__Requirement__
In the records below, locate the line containing "57L59 75L66 67L68"; output that line and every following line through the last, exactly.

━━━━

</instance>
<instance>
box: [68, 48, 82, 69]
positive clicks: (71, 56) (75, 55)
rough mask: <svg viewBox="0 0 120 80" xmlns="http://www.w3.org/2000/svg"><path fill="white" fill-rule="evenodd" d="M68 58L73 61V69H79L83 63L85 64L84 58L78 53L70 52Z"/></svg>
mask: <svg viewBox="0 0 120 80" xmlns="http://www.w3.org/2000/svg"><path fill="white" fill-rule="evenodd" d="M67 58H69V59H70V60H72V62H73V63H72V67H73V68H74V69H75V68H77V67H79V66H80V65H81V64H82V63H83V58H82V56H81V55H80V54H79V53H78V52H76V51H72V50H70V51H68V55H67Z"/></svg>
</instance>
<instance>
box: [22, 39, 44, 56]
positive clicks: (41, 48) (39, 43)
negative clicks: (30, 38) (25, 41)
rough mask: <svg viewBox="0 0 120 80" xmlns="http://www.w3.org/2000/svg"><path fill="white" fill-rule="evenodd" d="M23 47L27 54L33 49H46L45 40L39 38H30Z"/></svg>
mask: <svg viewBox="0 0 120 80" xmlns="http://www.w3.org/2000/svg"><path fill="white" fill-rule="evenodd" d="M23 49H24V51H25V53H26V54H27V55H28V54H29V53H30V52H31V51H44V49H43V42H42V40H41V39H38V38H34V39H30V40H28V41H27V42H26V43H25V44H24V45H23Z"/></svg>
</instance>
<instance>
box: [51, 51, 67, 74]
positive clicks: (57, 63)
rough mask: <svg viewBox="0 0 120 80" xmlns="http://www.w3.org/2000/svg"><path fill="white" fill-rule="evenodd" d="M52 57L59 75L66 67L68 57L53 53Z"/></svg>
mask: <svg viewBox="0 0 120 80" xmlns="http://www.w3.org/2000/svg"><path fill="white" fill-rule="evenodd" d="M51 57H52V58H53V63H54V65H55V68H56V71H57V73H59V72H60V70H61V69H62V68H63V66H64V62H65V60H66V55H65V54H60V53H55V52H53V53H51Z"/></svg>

━━━━

__Answer for this exercise__
rough mask: <svg viewBox="0 0 120 80" xmlns="http://www.w3.org/2000/svg"><path fill="white" fill-rule="evenodd" d="M52 57L59 75L66 67L68 57L53 53Z"/></svg>
mask: <svg viewBox="0 0 120 80" xmlns="http://www.w3.org/2000/svg"><path fill="white" fill-rule="evenodd" d="M51 57H52V58H53V63H54V65H55V68H56V71H57V73H59V72H60V70H61V69H62V68H63V66H64V62H65V60H66V55H65V54H60V53H55V52H53V53H51Z"/></svg>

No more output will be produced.